◆ RAW DATA ◆
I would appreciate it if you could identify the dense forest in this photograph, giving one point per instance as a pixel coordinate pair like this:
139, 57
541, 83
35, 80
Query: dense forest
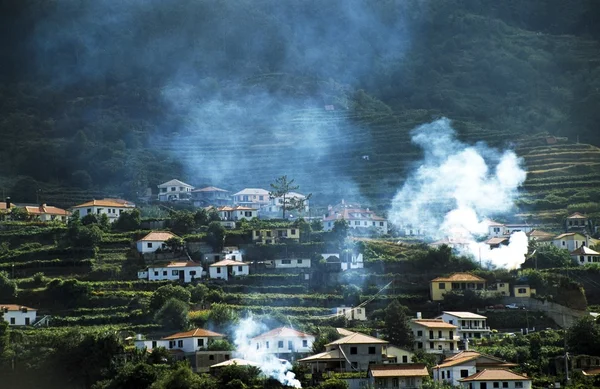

◆ WHAT THE EXERCISE ASKS ◆
When you write out the material, keep every line exact and leave out each picture.

◆ SOLUTION ◆
I would appreciate it if you could identify the dense forest in this photograph, giving one point per instance as a pixel coordinate pair like this:
139, 57
541, 83
35, 80
Query: dense forest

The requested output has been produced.